__DESCRIPTION OF THE TASK__: Retype the entries word for word, beginning with the very first line and continuing through the line that contains "[(436, 333)]", including both of those lines.

__EXCERPTED RECORDS__:
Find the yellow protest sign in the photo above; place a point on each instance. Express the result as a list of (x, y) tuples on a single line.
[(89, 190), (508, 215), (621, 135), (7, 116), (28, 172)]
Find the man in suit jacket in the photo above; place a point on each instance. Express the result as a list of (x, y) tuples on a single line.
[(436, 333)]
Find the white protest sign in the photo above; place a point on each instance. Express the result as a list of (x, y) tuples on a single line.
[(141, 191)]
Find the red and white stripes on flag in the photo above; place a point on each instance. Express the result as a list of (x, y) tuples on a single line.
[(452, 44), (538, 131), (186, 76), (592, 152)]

__ANSWER__:
Find the yellow protest sign in the photo above; place a point on each instance. Express the result as a list of (x, y) tuples on a single line.
[(89, 190), (508, 215), (621, 135), (7, 116), (28, 172)]
Find the man in suit jacket in the photo above; place a point on each instance. Express the result as a list of (x, y) tuples on a single line.
[(436, 333)]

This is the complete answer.